**WHAT YOU SHOULD DO**
Render every line of the items below as a Markdown table with the columns No. and Text, giving each line its own numbered row and leaving out blank lines.

**TASK INPUTS**

/---

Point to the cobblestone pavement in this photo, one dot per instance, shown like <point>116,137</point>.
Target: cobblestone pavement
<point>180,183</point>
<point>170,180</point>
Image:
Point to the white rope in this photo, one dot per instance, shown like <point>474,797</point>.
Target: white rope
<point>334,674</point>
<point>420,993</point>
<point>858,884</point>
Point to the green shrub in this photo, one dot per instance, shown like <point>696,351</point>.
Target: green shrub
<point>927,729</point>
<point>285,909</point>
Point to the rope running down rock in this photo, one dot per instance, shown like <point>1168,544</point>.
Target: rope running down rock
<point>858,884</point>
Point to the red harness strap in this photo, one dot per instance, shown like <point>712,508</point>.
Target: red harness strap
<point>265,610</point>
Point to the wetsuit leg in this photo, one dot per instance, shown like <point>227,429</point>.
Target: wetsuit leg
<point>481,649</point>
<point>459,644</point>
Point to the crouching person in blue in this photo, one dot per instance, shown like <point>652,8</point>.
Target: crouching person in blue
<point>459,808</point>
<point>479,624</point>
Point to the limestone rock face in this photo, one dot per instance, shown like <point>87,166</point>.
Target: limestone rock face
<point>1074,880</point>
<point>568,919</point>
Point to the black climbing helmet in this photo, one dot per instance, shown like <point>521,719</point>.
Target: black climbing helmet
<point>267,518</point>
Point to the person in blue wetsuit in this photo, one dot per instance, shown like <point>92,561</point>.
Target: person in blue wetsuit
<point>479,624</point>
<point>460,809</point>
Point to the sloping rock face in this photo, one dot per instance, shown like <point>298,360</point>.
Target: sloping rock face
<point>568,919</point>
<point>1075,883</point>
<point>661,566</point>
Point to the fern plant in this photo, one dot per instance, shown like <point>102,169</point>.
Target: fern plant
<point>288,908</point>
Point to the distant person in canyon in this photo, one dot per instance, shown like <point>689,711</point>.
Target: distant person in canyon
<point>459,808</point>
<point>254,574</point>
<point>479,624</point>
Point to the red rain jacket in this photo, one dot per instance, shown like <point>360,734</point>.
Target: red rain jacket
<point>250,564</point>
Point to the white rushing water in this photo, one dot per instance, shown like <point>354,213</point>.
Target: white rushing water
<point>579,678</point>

\---

**REPLY**
| No. | Text |
|---|---|
| 1 | Point to the cobblestone pavement in this photo, one dot per instance, shown like <point>116,137</point>. |
| 2 | Target: cobblestone pavement |
| 3 | <point>180,183</point> |
| 4 | <point>170,180</point> |
| 5 | Image: |
| 6 | Point to the white rope in this photo, one dot per instance, shown like <point>474,797</point>. |
| 7 | Target: white rope |
| 8 | <point>334,674</point> |
| 9 | <point>420,993</point> |
| 10 | <point>858,884</point> |
| 11 | Point to the green shrub in this photo, one dot per instance, shown like <point>696,351</point>. |
| 12 | Target: green shrub |
| 13 | <point>927,729</point> |
| 14 | <point>285,909</point> |
| 15 | Point to the rope running down rock in this photo, one dot per instance, shown like <point>1168,544</point>. |
| 16 | Target: rope running down rock |
| 17 | <point>858,884</point> |
| 18 | Point to the red harness strap in this photo, one dot per instance, shown like <point>712,508</point>. |
| 19 | Target: red harness strap |
| 20 | <point>265,610</point> |
| 21 | Point to the wetsuit leg in this photo, one dot per instance, shown like <point>227,429</point>. |
| 22 | Target: wetsuit leg |
| 23 | <point>481,649</point> |
| 24 | <point>459,644</point> |
| 25 | Point to the crouching person in blue in this photo, one dot per instance, shown like <point>652,8</point>. |
| 26 | Target: crouching person in blue |
| 27 | <point>459,808</point> |
| 28 | <point>479,624</point> |
| 29 | Point to the limestone rock face in this photo, one dot per instance, shown like <point>87,166</point>. |
| 30 | Target: limestone rock face |
| 31 | <point>1074,880</point> |
| 32 | <point>568,919</point> |
| 33 | Point to the black climbing helmet in this photo, one dot per instance, shown like <point>521,719</point>. |
| 34 | Target: black climbing helmet |
| 35 | <point>267,518</point> |
| 36 | Point to the person in blue wetsuit in this photo, one dot per instance, shown like <point>92,561</point>. |
| 37 | Target: person in blue wetsuit |
| 38 | <point>479,624</point> |
| 39 | <point>460,809</point> |
| 40 | Point to the sloping rock face in this photo, one dot per instance, shown like <point>298,360</point>. |
| 41 | Target: sloping rock face |
| 42 | <point>568,919</point> |
| 43 | <point>1075,883</point> |
| 44 | <point>661,566</point> |
| 45 | Point to the fern plant in this photo, one dot per instance, shown like <point>102,169</point>. |
| 46 | Target: fern plant |
| 47 | <point>288,908</point> |
| 48 | Point to the distant person in canyon in this photo, one dot per instance, shown like <point>689,711</point>. |
| 49 | Target: distant person in canyon |
| 50 | <point>459,808</point> |
| 51 | <point>254,574</point> |
| 52 | <point>479,624</point> |
| 53 | Point to the red rain jacket in this photo, one dot per instance, shown like <point>360,734</point>. |
| 54 | Target: red rain jacket |
| 55 | <point>250,564</point> |
| 56 | Point to the white rushing water in this photo, one dot per instance, shown like <point>354,213</point>. |
| 57 | Target: white rushing water |
| 58 | <point>579,678</point> |